▶ **SOURCE**:
___
Skip to content
New issue

Have a question about this project? Sign up for a free GitHub account to open an issue and contact its maintainers and the community.

By clicking “Sign up for GitHub”, you agree to our terms of service and privacy statement. We’ll occasionally send you account related emails.

Already on GitHub? Sign in to your account

Full-text search does not appear to update, ever #410

Closed
Preskton opened this issue May 1, 2023 · 27 comments
Closed

Full-text search does not appear to update, ever #410

Preskton opened this issue May 1, 2023 · 27 comments
Assignees
Labels
Infra Team Requires review / feedback / etc. with infra team Suggestions New feature, service integration, or any other improvements

Comments

@Preskton
Copy link
Sponsor Contributor

Preskton commented May 1, 2023

Background

From the mastodon website:

Mastodon supports full-text search when Elasticsearch is available. Mastodon’s full-text search allows logged in users to find results from their own statuses, their mentions, their favourites, and their bookmarks. It deliberately does not allow searching for arbitrary strings in the entire database.

Previously, we offered full-text search against Hachyderm. Hachydermians have asked if we will reintroduce it. To do so, the infrastructure team will:

  • identify an infrastructure implementation
  • perform a cost analysis
  • make a final decision as to whether or not to re-launch this feature

should we choose to reintroduce search, Hachydermians should be able to search for any keyword in toots per the Mastodon manual.

Related Issues

#385
#387
#300
#386

@Preskton Preskton added Suggestions New feature, service integration, or any other improvements Infra Team Requires review / feedback / etc. with infra team labels May 1, 2023
@Preskton
Copy link
Sponsor Contributor Author

Mini-update here - we are working on establishing some base OS images & pipeline that make it easier for us to spin up new services (like ElasticSearch) -- but more importantly -- maintain and keep them secure in a sustainable way. Thanks for your patience, all, as we keep things rolling.

@prohr
Copy link

prohr commented Jul 2, 2023

It's been a few months. Any updates?

@Preskton
Copy link
Sponsor Contributor Author

Preskton commented Jul 2, 2023

server build is in progress. if things go well, hope to dark launch it tomorrow, wait it a bit, then formally announce it.
___
A block of data:

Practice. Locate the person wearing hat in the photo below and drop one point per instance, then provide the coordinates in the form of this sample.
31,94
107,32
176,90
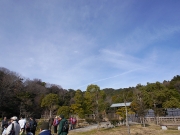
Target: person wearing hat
44,129
14,125
61,124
___
▶ **REQUIREMENTS**:
Answer these questions about the full-text search thread:
1. According to the quoted Mastodon description, what does full-text search deliberately not allow?
2. Who opened the issue, and on what date?
3. In the reply dated Jul 2, 2023, what is said to be in progress?

▶ **THE RESPONSE**:
1. Searching for arbitrary strings in the entire database.
2. Preskton, on May 1, 2023.
3. The server build.